- _Problem statement_
Find every line in the records that holds the string "around". Copy each one.

- _Dataset entries_

○ ○ ○ ○

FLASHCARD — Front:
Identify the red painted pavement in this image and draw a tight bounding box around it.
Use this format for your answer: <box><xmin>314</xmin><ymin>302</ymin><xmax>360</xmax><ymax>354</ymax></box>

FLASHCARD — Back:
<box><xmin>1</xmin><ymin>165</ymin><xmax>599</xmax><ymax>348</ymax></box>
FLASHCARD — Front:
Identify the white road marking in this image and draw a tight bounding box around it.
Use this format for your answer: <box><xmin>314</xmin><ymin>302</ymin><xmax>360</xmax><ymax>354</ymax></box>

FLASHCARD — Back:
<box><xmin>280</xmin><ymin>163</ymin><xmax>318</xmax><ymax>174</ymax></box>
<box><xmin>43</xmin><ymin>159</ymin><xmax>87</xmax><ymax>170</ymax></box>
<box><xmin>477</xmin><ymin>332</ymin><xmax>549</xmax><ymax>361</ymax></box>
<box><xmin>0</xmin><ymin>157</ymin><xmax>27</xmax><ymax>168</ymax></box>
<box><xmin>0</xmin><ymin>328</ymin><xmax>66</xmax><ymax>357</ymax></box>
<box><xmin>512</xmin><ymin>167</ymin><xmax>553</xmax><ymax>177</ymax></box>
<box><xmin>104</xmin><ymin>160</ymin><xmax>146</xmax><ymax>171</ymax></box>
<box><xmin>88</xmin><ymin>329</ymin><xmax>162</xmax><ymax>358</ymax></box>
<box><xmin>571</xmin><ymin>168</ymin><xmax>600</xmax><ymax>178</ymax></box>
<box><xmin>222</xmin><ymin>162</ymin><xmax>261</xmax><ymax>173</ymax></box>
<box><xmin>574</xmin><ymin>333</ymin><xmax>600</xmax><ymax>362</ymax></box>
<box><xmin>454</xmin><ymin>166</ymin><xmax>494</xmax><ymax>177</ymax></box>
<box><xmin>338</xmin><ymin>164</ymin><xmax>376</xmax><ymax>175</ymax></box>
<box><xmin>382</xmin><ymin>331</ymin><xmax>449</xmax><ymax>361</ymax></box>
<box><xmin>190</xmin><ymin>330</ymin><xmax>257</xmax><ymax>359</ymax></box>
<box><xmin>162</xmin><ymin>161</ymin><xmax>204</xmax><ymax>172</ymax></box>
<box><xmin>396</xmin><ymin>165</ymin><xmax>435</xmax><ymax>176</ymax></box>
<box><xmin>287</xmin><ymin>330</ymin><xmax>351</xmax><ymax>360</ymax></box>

○ ○ ○ ○

- _Answer section_
Identify the red painted pavement in this image and draw a tight bounding box around it.
Identify the white road marking in this image and draw a tight bounding box around it.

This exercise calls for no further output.